WHAT THE EXERCISE ASKS:
Retype each entry exactly. Skip any pictures.

EXCERPTED RECORDS:
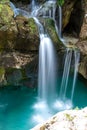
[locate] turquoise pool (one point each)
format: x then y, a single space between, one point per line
20 109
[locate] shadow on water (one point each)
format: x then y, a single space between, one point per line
20 109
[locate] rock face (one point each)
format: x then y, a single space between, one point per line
66 120
82 44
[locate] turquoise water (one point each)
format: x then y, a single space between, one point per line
20 109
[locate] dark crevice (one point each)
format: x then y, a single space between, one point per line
76 20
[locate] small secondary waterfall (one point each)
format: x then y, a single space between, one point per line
66 73
46 79
18 11
76 57
60 22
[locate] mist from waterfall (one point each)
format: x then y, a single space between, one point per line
47 60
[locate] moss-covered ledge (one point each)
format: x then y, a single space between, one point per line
66 120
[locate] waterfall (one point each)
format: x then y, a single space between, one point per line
76 57
60 22
18 11
66 71
46 78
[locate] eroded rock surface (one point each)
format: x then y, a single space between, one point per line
66 120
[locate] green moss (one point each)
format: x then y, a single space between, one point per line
50 27
32 26
5 13
24 76
69 117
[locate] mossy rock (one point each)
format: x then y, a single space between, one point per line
2 76
8 27
49 26
28 35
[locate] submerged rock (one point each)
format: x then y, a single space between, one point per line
66 120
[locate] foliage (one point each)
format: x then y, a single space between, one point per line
60 2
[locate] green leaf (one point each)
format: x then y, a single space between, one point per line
60 2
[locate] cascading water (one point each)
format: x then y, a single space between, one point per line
76 57
46 80
60 22
18 11
47 61
66 71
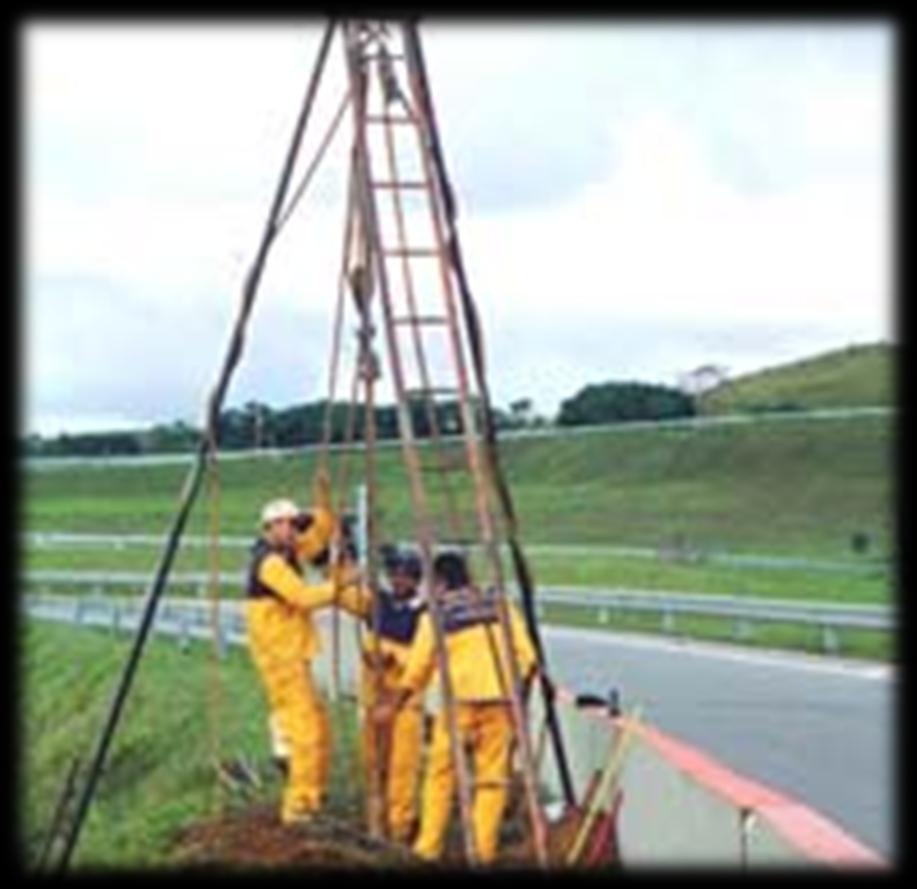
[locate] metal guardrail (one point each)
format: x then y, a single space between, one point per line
165 459
66 540
744 612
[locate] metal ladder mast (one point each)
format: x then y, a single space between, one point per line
413 270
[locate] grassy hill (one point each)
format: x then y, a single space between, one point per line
856 376
152 784
791 486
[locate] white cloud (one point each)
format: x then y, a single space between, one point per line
632 199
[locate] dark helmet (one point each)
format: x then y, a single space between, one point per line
451 569
409 563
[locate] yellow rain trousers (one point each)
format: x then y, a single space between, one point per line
484 724
399 742
283 641
488 730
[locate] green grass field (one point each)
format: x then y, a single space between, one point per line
158 776
792 487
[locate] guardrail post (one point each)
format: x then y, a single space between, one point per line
668 621
742 629
184 639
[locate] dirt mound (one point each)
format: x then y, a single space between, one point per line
255 838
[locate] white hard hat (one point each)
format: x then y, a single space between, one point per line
279 509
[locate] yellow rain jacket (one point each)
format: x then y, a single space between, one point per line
483 715
398 743
283 640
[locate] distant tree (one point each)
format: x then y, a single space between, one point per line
703 379
521 412
615 402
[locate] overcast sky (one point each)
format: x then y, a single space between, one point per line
635 201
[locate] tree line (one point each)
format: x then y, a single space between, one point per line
259 425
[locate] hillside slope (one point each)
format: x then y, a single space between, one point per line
856 376
792 486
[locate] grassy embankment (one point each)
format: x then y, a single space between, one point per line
158 777
790 487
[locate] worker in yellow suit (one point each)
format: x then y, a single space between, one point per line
283 641
395 746
314 531
478 667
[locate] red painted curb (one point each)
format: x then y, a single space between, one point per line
811 833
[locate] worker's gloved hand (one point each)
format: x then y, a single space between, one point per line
381 660
387 706
302 522
344 574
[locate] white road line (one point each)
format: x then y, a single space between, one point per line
722 651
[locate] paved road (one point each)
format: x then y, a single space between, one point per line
820 730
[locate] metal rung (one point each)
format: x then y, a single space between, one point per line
394 56
410 251
421 319
451 468
390 118
432 390
496 782
503 700
403 185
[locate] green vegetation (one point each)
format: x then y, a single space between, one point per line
856 376
153 785
617 402
791 487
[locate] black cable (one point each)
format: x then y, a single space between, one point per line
195 473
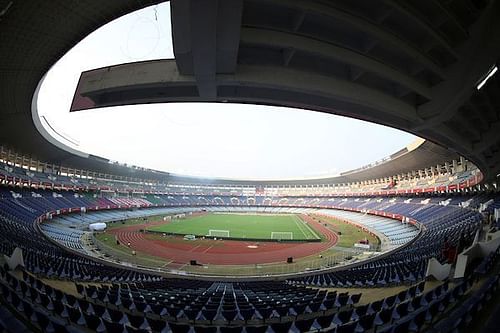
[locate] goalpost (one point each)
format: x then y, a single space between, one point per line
285 235
218 233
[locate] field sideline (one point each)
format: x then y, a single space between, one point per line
241 226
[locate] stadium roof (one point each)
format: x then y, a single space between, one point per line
413 65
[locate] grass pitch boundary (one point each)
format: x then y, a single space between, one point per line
250 227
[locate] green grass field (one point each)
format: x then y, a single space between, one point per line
252 226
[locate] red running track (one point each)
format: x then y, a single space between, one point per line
223 252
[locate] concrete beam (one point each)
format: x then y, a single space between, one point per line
376 31
476 57
206 39
285 40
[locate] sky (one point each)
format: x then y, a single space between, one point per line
200 139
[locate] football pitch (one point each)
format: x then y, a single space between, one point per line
242 226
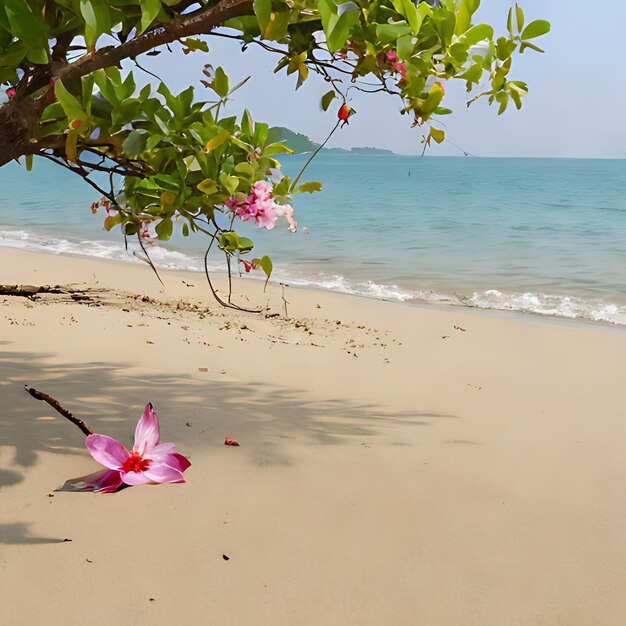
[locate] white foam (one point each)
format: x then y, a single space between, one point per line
545 304
569 307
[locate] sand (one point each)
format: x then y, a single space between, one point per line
398 464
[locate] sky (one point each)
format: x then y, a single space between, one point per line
575 106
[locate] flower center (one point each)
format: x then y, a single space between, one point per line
134 463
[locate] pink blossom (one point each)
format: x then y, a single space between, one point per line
399 67
149 461
259 206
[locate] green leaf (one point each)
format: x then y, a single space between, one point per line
230 183
97 20
467 8
149 10
220 83
519 14
207 186
478 33
193 45
337 22
70 146
72 108
262 10
536 29
229 241
437 135
276 28
217 141
135 143
164 229
282 188
112 220
245 245
389 33
408 10
310 187
38 55
327 98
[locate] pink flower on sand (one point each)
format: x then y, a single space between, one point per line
149 461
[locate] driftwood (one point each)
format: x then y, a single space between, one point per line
28 291
39 395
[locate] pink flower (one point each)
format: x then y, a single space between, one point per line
149 461
400 67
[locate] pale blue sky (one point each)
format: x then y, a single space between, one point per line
575 107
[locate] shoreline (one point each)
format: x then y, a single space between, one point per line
297 283
398 464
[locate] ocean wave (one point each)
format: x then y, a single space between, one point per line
569 307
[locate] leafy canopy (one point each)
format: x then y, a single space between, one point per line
182 157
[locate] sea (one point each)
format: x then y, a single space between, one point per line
539 236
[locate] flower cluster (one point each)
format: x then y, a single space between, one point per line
261 208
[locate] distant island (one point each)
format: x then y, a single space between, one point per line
301 144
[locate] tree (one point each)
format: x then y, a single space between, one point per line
174 158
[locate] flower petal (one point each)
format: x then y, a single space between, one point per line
136 478
158 453
103 481
107 451
162 473
178 461
147 432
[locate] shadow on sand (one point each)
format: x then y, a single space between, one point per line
194 414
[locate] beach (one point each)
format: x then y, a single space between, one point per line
398 464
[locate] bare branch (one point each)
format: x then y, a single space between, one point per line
39 395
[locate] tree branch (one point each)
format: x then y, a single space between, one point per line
201 24
39 395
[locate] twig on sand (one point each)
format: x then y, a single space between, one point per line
39 395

SOLUTION:
[locate] turquoise pool (one point each)
format: x then y, a single space between, one point per line
20 109
[locate] shadow on water (one point each)
format: x then y, a single space between, one point per line
20 109
[locate] rock face (one point each)
format: x then y, a single space between, one point per line
66 120
82 44
[locate] turquoise water (one point each)
format: x then y, a single space between, one point per line
20 109
[locate] dark crevice (one point each)
format: x then y, a single space between, one point per line
76 20
[locate] small secondary waterfall (one point each)
format: x then y, a single space between, one point per line
66 73
46 79
18 11
76 57
60 22
[locate] mist from waterfall (one point each)
format: x then y, a single space between, one point per line
47 60
[locate] moss-covered ledge (one point each)
format: x then y, a single space between, one point per line
66 120
[locate] waterfall (one point each)
format: x then y, a single space between, one point per line
76 57
60 22
18 11
66 71
46 78
[locate] eroded rock surface (one point each)
format: x then y, a single space between, one point per line
66 120
[locate] green moss (one point each)
format: x then y, a single space between, one point per line
50 27
32 26
5 13
24 76
69 117
[locate] mossy rock (one point each)
format: x then y, a single space between, one point per line
2 76
8 27
49 26
28 35
[locate] submerged rock (one point each)
format: x then y, a single space between, one point per line
66 120
[locate] foliage (one point each)
format: x then y, a single space between, one point per line
60 2
[locate] green leaf (one point each)
format: x then y, a single space between, one point per line
60 2
[locate] cascading water (one point each)
format: x then y, a single space between, one point per line
76 57
46 80
60 22
18 11
47 61
66 71
[locate] metal guardrail (one point each)
format: x then y, a single space between, one point per line
165 459
66 540
744 612
[locate] metal ladder mast (one point each)
format: x then y, a single space between, one point per line
413 270
[locate] grassy hill (one point each)
format: x then y, a single space between, one point per line
856 376
152 784
791 486
[locate] white cloud (one point each)
format: x then y, a single space between, one point per line
632 199
[locate] dark helmet (one point each)
format: x then y, a single space between, one point per line
451 569
409 563
[locate] yellow rain trousers (one point each)
format: x then y, a single space between, one point per line
484 724
399 742
283 641
488 730
[locate] green grass field (one point each)
format: x then y, a single space between, one point per line
158 776
792 487
[locate] guardrail post (one point each)
format: x then y, a single space between, one point per line
668 621
742 629
184 639
[locate] dirt mound (one point each)
format: x then y, a single space between, one point per line
255 838
[locate] white hard hat (one point each)
format: x then y, a single space between, one point per line
279 509
[locate] yellow rain jacket (one point each)
format: x then y, a single space between, one point per line
483 715
398 743
283 640
[locate] distant tree (one point each)
format: x then y, a single space between, one point per line
703 379
521 412
615 402
[locate] overcast sky (one point each)
format: x then y, a single space between, one point per line
635 201
[locate] tree line (one point each)
format: x then y, a single space between, one point per line
259 425
[locate] hillside slope (one point each)
format: x then y, a single space between, one point per line
856 376
792 486
[locate] grassy embankment (one point each)
format: x then y, a single space between, one point per line
158 777
790 487
[locate] worker in yellow suit (one point each)
format: x then y, a single space between, one point per line
283 641
395 746
314 531
478 667
[locate] red painted curb (one point each)
format: x then y, a single space between, one point per line
811 833
[locate] worker's gloved hand (one point each)
format: x then y, a single space between, one point per line
381 660
387 706
302 522
344 574
[locate] white road line (one point each)
format: x then y, a single space between, one point per line
722 651
[locate] paved road (one point each)
format: x then y, a single space between, one point per line
820 730
[locate] metal rung (one point each)
format: x then y, a single space between, one point per line
394 56
410 251
421 319
451 468
390 118
432 390
496 782
503 700
403 185
[locate] green vegetation (one point each)
format: x then y, a single space between, one point per line
856 376
153 785
617 402
791 487
[locate] black cable (one point each)
format: x then y, a single space between, one point per line
195 473
[locate] goalpost (one point each)
format: x then y, a single space between, one point per line
285 235
218 233
[locate] field sideline (one point each)
format: x then y, a single space between, one point per line
241 226
[locate] stadium roof (one point each)
format: x then y, a single space between, one point per line
413 65
[locate] grass pitch boundary (one point each)
format: x then y, a single space between, one point per line
250 227
[locate] green grass field (one point each)
format: x then y, a single space between, one point per line
252 226
[locate] red running track (one point each)
format: x then y, a single space between, one point per line
223 252
[locate] concrete beam (one point each)
format: x then y, a single space between, one point per line
376 31
476 57
206 39
285 40
[locate] sky (one point each)
format: x then y, a single space between, one point per line
200 139
[locate] football pitch (one point each)
format: x then y, a single space between, one point per line
242 226
[locate] white foam (one point each)
format: x then y, a single space between, one point per line
545 304
569 307
[locate] sand (one point each)
format: x then y, a single space between, one point per line
398 464
[locate] sky (one point each)
format: x then y, a single space between, one point per line
575 106
[locate] flower center (one point each)
format: x then y, a single space between, one point per line
134 463
[locate] pink blossom (one point each)
format: x then y, a single space between, one point per line
399 67
149 461
259 206
[locate] green leaf (one point each)
format: x then y, a single space between, one point per line
230 183
97 20
467 8
149 10
220 83
519 14
207 186
478 33
193 45
337 22
70 146
72 108
262 10
536 29
229 241
437 135
276 28
217 141
135 143
164 229
282 188
112 220
245 245
389 33
408 10
310 187
38 55
327 98
[locate] pink flower on sand (one point each)
format: x then y, a single space between, one point per line
149 461
[locate] driftwood (one point each)
format: x then y, a single space between, one point per line
28 291
39 395
[locate] pink flower (one point each)
format: x then y, a single space between, one point per line
149 461
400 67
[locate] pale blue sky (one point each)
format: x then y, a single space between, one point per line
575 107
[locate] shoreline (one point each)
format: x then y, a single space between, one point per line
297 283
398 464
[locate] ocean wave (one point each)
format: x then y, a single space between, one point per line
569 307
[locate] leafy canopy (one point each)
format: x then y, a single space between, one point per line
182 157
[locate] sea (one point each)
format: x then y, a single space between, one point per line
539 236
[locate] flower cluster (one point each)
format: x then y, a single space between, one point per line
261 208
[locate] distant island (one point each)
format: x then y, a single space between, one point per line
301 144
[locate] tree (one point each)
format: x then y, a single space between, one point per line
174 158
[locate] flower petal (one point each)
format: x then y, a single space between, one point per line
136 478
158 453
103 481
107 451
162 473
178 461
147 432
[locate] shadow on sand (one point each)
format: x then y, a single space between, one point per line
194 414
[locate] beach (one point each)
format: x then y, a single space between, one point per line
398 464
[locate] bare branch (one point each)
format: x then y, a single space between, one point per line
39 395
[locate] tree branch (one point each)
format: x then y, a single space between, one point per line
201 24
39 395
[locate] twig on sand (one point each)
format: x then y, a single space between, one point per line
39 395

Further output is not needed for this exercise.